> _What is required_: Locate "Query: grassy slope" in the listing below, then output the line holding it and every line after it, exactly and with nothing else.

# # # # # # #

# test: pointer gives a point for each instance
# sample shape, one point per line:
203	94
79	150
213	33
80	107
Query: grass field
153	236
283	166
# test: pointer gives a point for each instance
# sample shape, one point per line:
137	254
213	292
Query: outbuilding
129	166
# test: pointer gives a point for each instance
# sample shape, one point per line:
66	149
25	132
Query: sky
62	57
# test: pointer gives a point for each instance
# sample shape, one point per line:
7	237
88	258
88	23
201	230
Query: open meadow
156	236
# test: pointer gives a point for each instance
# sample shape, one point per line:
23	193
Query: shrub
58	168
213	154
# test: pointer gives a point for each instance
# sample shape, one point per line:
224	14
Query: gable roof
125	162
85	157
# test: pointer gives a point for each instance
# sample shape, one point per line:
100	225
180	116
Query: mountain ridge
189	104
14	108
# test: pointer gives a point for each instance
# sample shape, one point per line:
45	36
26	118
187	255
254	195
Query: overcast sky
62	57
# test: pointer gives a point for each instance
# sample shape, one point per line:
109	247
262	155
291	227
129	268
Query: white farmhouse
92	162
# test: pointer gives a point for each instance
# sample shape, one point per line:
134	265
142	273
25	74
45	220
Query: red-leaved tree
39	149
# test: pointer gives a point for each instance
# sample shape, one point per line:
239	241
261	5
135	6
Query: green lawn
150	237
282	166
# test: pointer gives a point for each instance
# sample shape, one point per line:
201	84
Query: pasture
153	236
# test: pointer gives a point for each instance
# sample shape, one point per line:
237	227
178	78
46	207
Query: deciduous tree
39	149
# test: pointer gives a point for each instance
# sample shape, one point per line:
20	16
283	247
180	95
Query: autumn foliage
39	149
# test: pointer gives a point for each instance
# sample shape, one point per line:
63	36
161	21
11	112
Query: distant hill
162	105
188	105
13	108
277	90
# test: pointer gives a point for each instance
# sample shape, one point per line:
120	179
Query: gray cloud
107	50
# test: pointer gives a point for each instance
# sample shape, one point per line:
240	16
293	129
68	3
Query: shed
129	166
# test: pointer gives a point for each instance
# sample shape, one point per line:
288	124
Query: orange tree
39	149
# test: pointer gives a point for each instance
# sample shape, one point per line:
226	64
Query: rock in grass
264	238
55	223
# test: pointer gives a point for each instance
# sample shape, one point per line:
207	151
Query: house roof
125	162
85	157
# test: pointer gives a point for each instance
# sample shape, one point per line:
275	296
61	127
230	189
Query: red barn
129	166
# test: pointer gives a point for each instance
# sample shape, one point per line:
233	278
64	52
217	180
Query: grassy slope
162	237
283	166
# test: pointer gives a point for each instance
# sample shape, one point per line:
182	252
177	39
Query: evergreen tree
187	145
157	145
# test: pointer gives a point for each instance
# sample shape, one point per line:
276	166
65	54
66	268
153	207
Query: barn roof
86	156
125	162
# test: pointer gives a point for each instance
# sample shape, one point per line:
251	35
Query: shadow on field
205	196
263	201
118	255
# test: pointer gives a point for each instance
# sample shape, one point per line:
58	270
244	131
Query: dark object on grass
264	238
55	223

# # # # # # #

> _Finished task_:
Query: grassy slope
162	237
283	166
# test: pointer gives a point for each instance
# sample shape, one point per line:
182	252
177	39
Query: evergreen tree
187	145
157	145
# test: pointer gives a point for each instance
# sample shape, one point per line:
276	166
65	54
66	268
153	207
Query: barn roof
86	156
125	162
# test: pointer gives a point for each instance
# sample shape, one point per line:
251	35
Query: shadow on field
205	196
263	201
118	255
# test: pointer gives a point for each instance
# sample shape, one point per line:
58	270
244	131
Query: dark object on grass
264	238
55	223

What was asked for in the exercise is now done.